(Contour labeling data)

■ ■ ■ ■ ■ ■ ■

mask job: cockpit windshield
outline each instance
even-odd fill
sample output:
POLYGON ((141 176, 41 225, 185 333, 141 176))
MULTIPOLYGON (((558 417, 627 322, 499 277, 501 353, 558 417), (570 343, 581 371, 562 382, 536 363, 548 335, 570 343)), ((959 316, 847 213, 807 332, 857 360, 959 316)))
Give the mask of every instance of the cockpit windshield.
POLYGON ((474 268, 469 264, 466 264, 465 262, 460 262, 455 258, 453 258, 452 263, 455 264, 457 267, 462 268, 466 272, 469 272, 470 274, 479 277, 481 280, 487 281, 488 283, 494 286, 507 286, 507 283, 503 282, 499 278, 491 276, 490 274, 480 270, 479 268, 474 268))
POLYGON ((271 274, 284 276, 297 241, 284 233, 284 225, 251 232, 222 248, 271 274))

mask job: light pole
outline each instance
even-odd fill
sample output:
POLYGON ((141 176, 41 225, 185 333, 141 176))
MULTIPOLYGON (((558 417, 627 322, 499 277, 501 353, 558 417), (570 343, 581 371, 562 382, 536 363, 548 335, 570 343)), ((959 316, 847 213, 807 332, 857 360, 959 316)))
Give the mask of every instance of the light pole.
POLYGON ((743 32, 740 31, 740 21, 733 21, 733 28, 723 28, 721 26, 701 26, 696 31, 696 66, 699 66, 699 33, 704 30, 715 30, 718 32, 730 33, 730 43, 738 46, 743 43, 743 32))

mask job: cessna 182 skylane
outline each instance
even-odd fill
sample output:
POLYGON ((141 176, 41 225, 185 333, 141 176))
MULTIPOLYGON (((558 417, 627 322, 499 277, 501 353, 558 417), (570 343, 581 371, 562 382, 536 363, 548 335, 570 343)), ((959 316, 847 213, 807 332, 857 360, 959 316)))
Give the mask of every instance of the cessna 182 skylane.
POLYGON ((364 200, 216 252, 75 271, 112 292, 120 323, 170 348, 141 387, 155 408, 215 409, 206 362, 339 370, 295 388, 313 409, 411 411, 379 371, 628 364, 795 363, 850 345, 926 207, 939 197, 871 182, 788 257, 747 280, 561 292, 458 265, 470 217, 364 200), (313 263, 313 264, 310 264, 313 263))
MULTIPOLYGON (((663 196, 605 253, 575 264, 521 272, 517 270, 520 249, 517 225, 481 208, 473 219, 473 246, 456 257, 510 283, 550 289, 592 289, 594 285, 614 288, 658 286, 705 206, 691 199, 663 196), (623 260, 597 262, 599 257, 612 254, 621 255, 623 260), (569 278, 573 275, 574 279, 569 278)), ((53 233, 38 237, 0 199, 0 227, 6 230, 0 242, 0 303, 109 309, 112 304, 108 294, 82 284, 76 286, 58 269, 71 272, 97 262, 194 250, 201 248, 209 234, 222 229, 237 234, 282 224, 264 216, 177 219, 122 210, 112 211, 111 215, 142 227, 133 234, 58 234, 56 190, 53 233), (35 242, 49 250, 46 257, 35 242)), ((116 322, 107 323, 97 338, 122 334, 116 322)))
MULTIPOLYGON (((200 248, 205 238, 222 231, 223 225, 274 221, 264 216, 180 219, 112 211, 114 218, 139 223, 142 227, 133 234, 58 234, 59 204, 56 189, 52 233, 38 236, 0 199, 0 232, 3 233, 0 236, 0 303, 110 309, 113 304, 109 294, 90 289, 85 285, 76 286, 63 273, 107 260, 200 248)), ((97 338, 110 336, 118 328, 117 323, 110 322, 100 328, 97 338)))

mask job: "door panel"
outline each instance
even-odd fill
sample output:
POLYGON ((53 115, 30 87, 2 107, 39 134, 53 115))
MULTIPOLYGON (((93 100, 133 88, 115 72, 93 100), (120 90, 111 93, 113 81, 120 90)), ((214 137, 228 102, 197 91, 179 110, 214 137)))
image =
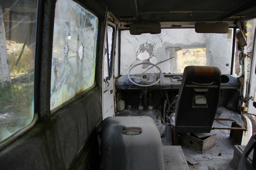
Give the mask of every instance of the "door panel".
POLYGON ((250 70, 250 80, 249 84, 249 92, 248 93, 248 108, 247 112, 248 113, 255 114, 256 113, 256 108, 253 106, 253 103, 256 102, 255 99, 256 96, 256 29, 254 32, 254 37, 253 39, 253 46, 252 47, 251 62, 251 67, 250 70))

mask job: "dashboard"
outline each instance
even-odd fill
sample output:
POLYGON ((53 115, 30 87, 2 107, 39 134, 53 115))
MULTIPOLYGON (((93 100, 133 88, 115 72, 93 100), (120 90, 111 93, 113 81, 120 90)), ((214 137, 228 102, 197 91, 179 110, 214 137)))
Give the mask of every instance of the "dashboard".
MULTIPOLYGON (((168 90, 179 89, 180 87, 182 80, 182 74, 162 73, 162 77, 158 83, 152 86, 148 87, 148 89, 168 90)), ((151 74, 148 74, 149 76, 151 74)), ((131 75, 131 76, 141 76, 142 74, 131 75)), ((147 84, 152 84, 159 78, 158 75, 154 78, 153 81, 149 82, 147 84)), ((136 79, 132 79, 135 82, 137 82, 136 79)), ((117 90, 142 89, 143 87, 133 84, 128 78, 128 75, 122 76, 116 78, 115 84, 117 90)), ((221 89, 238 89, 241 83, 237 76, 229 74, 221 75, 220 87, 221 89)))

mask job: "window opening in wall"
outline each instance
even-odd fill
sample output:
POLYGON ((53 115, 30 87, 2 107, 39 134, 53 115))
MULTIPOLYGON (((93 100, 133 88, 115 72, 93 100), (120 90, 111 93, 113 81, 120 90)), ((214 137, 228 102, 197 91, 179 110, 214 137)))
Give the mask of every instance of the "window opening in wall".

■ ■ ■ ■ ■ ■ ■

# TASK OBJECTIVE:
Rewrite the data from its start through the line containing "Give the mask of every instance of the cockpit", replacing "even-odd" with "nonzero" and leaving everything else unchanged.

# SOLUTION FOR THIS TASK:
mask job: cockpit windshield
outline each instance
nonzero fill
sample output:
POLYGON ((141 176, 41 225, 185 333, 141 176))
MULTIPOLYGON (((558 417, 627 322, 499 277, 501 353, 558 417), (570 343, 581 371, 562 382, 536 363, 548 335, 570 343)), ((959 316, 847 213, 807 332, 857 360, 959 316)))
Give the mask of every instance of the cockpit windshield.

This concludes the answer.